• [Excerpted passage]
Synopsis: The second season of Yuru Camp sees the Outdoor Club grow a little larger and experience a little bit more of that outdoor living as they grow closer and closer to one another.
Some of the better sequels out there build on what the original property did well. The second season of Yuru Camp does this in only the most incremental of ways, with a plot so paper-thin as to almost be non-existent in what is the epitome of the Cute Girls Doing Cute Things anime sub-genre. And yet, somehow – and I say this with confidence – Yuru Camp Second Season is among my favourite shows in this already-packed season.
There’s a lot less to build up to and to set down in the second season of Yuru Camp. The first season does a fantastic job introducing us to the main cast and establishing their roles in their little camping group and the relationships they have with one another. Chiaki is the comedic relief; Aoi, the calm, collected, rather conniving one while Ena, the most normal person in the group, plays the straight-man normal with her plain, untinted observations. Protagonist Rin is the loner camping expert through whom we see the story unfold and the cast grow together, while Nadeshiko, always positive, is the driving force that propels the story forward as she falls in love with the great outdoors and the precious friends she keeps around her. These dynamics haven’t changed at all, coming into the second season. We see more of characters like club advisor Minami and Aoi’s little sister Akari, but at the end of the day, this show is about the five girls of the outdoor club and the fun they have together.
As far as storytelling is concerned, Yuru Camp Second Season is a meandering stream, a camping expedition with random side-trips and locations posted along the way. The season is fairly episodic just like the first, though episode are lumped into, shall we say, “arcs” as the girls embark on camping trips that carry their own fun moments, learning experiences and moments for them to grow closer to one another. We’re treated to a little more backstory to our main cast and the motivations that drive them but other than that, it’s the same, familiar anime as it was back in 2018, with the same relaxing vibe and the same comforting acoustic guitar soundtrack. While the animation is largely the same, there’s the occasional moment of beautifully subtle sakuga, where the camera pans out to reveal some truly breathtaking sights. A shot from the OP that pulls out from Rin’s moped and through Toba-sensei’s car before panning above the Izu Peninsula encapsulates the heights that this seasons’ animation arrives at.

• [Records supplied]
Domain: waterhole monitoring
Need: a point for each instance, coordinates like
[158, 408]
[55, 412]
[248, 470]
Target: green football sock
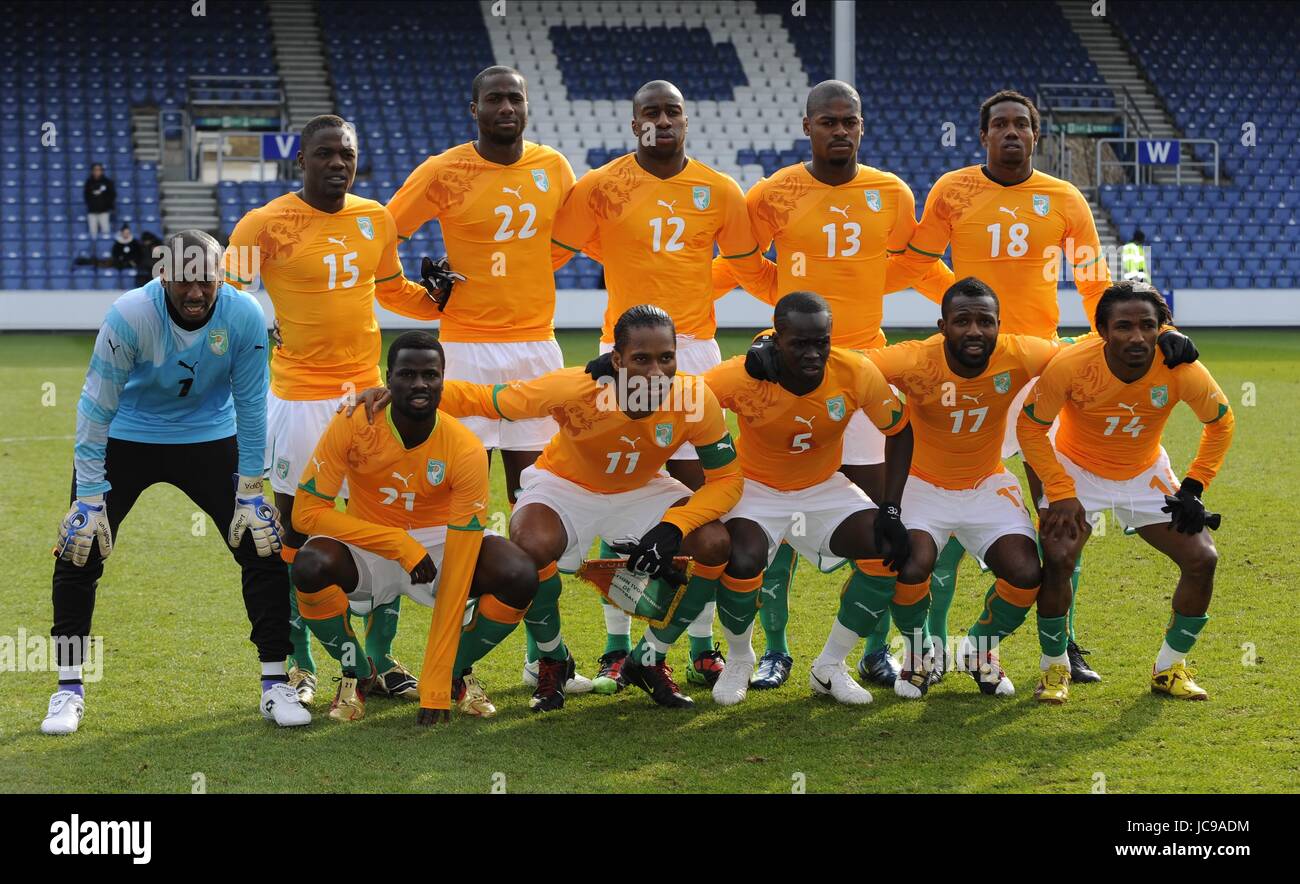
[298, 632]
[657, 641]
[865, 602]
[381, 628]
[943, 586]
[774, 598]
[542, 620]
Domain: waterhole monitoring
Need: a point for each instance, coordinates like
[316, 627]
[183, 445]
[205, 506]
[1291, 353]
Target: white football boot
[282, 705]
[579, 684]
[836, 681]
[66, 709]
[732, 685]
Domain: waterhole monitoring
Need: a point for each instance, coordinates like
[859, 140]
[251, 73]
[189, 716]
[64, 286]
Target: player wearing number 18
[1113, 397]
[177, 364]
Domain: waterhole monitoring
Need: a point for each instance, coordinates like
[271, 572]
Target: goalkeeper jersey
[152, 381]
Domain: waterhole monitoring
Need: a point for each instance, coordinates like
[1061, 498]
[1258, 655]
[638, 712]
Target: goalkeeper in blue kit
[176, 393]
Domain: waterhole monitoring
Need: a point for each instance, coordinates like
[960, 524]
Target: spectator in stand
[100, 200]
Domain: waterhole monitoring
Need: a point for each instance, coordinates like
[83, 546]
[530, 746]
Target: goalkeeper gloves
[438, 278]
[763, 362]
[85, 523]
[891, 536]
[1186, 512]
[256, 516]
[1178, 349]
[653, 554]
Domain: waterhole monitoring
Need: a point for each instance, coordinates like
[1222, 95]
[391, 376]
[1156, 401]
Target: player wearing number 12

• [Prompt 1] List the five members of the outdoor club whom the Yuru Camp review describes as the main cast.
• [Prompt 2]
Answer these questions using the Yuru Camp review.
(a) In what year did the review say the anime was first seen with the same relaxing vibe?
(b) Who is Akari?
(c) What instrument does the review name for the soundtrack?
• [Prompt 3] Continue the review of Yuru Camp Second Season from the point where it stops.
The entries are separate material from the review of Yuru Camp Second Season.

• [Task answer 1] Chiaki, Aoi, Ena, Rin, Nadeshiko

• [Task answer 2]
(a) 2018
(b) Aoi's little sister
(c) Acoustic guitar

• [Task answer 3]
What’s really powerful, though, about Yuru Camp Second Season is the little character moments it treats us to amid the listless wanderings across rural Japan. During Nadeshiko’s very first solo camping trip, for example, we see a restless Rin as she worries for her friends’ safety after she fails to reply to any of her texts, going so far as to shadow her on her trip. Nadeshiko returns this in the final episode, meeting Rin along a dark mountain road after she opts to travel separately back from the Izu Peninsula. In the first few episodes we see our main girls race to catch the first sunrise of the new year, Rin alone on a distant beach while the others watch from a mountaintop near Mount Fuji; towards the end of the season they’re watching the sunrise together. We see Nadeshiko, alone at a campsite in Fujinomiya, reflecting on the value of loneliness as she watches the night lights of the city down below; later she’s back in her hometown, telling an old friend about the experiences she’s had and the friends she’s made and this newfound love for camping she now has. In these soft moments, Yuru Camp drops the antics. There is no fanfare or swelling music, no mistimed over-the-top comedy to ruin an otherwise beautiful moment – rather, the show lets us be together with the characters, sharing these moments as we see how far they’ve come inside – and how much closer they are to one another, too.
I really do think this is the peak of what the Cute Girls Doing Cute Things subgenre has to offer. It’s popcorn-flick, sure, and it doesn’t challenge us or pick at our brains or invigorate us with blood-pumping energy. It’s what you watch at the end of the day to unwind and relax – and that’s okay, we need that. But more than that, in letting us spend tender moments with the girls of the Outdoor Camp, this show lets us pause as well – catch our breath, enjoy these very beautifully-animated vistas – and sink into this journey we’ve taken with them.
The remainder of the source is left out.